Records from a dataset
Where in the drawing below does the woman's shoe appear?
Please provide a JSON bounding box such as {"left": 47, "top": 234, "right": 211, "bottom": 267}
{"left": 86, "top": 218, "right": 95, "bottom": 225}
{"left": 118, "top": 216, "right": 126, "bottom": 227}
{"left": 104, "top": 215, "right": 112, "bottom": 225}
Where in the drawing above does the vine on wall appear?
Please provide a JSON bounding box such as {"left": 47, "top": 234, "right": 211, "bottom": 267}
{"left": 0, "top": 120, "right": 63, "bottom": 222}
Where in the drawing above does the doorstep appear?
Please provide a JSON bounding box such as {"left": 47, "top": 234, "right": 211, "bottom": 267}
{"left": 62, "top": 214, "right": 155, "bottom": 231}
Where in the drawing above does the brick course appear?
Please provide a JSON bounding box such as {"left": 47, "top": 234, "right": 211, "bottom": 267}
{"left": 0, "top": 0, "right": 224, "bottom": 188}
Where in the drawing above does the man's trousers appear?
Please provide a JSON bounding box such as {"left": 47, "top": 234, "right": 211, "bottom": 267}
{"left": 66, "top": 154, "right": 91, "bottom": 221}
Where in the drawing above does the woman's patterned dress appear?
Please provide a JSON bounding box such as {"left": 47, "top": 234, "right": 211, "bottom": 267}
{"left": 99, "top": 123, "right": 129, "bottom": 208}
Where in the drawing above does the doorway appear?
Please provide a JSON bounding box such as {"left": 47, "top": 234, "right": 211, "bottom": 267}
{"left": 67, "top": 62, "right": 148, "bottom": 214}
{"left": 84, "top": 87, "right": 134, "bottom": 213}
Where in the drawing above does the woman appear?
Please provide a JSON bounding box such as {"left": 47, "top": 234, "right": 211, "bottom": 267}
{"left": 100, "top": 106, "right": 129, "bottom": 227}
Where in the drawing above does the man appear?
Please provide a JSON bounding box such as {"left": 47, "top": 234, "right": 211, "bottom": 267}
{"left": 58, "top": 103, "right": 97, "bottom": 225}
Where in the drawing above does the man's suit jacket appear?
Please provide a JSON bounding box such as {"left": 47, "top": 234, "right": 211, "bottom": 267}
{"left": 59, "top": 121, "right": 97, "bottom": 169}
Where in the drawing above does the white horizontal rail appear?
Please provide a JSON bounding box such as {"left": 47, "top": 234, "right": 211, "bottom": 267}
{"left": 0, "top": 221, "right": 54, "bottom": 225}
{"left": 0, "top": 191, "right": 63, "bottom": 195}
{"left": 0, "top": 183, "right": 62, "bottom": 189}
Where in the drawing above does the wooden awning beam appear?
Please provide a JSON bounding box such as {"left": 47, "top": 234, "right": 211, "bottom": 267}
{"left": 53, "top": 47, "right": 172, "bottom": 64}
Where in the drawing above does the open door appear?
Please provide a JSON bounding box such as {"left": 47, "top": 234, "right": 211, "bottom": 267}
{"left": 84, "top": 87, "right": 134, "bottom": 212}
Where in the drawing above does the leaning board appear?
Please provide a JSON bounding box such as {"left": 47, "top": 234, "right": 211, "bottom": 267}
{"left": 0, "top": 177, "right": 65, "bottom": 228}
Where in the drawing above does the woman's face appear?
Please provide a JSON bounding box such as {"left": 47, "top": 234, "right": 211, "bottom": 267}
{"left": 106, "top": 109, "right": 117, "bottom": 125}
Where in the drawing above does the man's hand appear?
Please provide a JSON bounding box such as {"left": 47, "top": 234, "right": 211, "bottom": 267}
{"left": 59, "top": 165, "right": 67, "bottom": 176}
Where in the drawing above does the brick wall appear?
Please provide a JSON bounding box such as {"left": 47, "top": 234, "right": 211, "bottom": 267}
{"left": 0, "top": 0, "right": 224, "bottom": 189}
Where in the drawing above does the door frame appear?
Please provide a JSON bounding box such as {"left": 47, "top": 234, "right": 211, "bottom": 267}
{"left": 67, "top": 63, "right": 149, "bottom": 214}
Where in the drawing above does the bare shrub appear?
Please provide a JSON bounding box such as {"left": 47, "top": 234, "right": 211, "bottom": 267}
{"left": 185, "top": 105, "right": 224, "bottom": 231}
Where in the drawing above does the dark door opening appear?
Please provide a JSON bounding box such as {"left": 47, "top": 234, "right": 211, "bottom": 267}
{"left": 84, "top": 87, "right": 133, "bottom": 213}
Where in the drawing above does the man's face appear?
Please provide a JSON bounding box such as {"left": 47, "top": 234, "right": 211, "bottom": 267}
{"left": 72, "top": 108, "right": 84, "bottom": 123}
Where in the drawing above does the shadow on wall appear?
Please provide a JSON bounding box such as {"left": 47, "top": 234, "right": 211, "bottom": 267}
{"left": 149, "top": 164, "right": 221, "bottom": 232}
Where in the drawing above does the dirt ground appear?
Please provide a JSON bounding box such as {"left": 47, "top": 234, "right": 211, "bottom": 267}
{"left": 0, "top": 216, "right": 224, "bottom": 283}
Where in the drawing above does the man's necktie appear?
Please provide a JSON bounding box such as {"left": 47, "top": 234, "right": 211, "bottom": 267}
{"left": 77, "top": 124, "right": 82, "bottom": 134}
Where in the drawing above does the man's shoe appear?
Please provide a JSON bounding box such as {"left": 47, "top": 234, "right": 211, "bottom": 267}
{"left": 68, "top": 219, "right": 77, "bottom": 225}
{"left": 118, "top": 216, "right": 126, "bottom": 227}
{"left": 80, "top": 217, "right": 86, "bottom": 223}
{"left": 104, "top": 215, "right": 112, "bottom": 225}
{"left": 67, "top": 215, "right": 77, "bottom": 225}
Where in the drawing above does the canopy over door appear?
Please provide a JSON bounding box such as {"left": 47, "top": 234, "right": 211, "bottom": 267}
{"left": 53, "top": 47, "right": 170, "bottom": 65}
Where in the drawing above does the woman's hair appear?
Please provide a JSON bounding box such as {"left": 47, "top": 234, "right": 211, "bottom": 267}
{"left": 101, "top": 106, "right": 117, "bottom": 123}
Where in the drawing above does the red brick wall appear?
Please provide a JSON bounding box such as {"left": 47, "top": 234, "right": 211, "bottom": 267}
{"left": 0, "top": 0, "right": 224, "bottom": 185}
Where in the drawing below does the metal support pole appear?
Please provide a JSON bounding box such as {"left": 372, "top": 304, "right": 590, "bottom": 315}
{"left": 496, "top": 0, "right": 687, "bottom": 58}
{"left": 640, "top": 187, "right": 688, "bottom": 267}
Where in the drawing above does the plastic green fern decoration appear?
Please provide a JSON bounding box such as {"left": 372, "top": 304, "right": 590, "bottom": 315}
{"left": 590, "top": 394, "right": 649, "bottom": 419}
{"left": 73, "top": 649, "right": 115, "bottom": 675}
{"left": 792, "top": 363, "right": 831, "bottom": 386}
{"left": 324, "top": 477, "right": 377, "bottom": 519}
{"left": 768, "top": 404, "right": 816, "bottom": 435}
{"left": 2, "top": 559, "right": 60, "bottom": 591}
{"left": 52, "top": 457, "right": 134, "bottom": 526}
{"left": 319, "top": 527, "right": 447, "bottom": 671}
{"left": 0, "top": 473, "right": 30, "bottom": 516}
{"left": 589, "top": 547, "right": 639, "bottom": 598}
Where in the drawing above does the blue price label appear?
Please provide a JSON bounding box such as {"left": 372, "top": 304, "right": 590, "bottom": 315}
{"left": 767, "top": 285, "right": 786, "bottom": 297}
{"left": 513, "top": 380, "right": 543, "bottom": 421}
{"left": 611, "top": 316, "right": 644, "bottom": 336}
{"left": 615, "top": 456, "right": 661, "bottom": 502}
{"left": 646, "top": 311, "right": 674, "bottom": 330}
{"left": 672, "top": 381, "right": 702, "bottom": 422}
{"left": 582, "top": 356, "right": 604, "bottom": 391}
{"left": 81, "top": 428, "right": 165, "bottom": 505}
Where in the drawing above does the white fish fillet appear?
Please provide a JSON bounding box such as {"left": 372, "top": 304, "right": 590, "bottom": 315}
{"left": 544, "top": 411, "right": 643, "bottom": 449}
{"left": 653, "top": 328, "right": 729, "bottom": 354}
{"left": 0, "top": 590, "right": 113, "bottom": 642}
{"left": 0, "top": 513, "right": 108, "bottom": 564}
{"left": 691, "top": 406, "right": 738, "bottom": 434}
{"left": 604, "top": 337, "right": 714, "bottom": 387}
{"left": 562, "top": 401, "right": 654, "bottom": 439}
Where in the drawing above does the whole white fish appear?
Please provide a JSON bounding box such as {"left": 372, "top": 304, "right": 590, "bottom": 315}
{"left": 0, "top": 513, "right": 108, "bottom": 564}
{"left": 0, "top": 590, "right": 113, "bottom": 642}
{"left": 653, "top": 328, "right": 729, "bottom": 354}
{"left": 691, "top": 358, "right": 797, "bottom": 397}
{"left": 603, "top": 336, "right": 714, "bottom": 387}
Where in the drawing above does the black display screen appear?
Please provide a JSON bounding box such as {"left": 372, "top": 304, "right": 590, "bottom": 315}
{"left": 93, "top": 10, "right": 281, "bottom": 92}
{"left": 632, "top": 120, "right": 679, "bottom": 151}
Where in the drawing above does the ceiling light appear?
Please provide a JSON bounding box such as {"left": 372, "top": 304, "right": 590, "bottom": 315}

#### Exercise details:
Report the number of lines in the entries above that include the string "below". Give nothing but the number.

#### Exercise response:
2